Job: Reproduce the listing from the line holding "Objective — one point per instance of the glowing" through the end of the listing, both ends included, keeping every request line and shifting each coordinate in the answers up by 126.

===== Extracted material =====

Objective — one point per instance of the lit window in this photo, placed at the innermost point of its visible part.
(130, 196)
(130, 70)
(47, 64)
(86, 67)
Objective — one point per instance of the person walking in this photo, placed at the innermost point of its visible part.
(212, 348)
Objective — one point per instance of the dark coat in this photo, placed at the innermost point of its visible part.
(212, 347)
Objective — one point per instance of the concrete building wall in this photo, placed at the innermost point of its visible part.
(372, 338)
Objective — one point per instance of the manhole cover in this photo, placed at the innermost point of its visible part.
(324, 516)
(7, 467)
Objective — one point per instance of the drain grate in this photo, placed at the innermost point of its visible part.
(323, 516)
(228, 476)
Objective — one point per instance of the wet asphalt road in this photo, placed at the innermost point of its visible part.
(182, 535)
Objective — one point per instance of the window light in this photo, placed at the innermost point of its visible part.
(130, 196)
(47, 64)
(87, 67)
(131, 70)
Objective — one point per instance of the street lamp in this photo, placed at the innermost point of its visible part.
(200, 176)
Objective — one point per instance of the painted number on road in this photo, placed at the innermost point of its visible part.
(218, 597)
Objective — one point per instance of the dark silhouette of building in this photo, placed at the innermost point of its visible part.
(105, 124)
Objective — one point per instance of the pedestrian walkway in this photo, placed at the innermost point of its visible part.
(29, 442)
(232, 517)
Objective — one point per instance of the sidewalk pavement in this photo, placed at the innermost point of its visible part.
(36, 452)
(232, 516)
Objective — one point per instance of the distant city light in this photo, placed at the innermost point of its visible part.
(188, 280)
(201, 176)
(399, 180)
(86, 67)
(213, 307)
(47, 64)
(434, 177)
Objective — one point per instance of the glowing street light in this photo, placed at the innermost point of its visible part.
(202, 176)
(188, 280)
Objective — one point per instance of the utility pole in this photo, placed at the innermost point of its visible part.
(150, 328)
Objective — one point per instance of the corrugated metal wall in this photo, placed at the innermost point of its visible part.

=====

Correct response:
Objective — one point per instance of the glowing street light in this photo, placed at the innermost point of its visible part.
(328, 302)
(314, 406)
Objective — one point per instance of the utility pole in this photo, placed at the innermost point of its visible part.
(276, 454)
Objective — one point per instance of the corrugated metal wall in this photo, placed at the innermost point of its visible part.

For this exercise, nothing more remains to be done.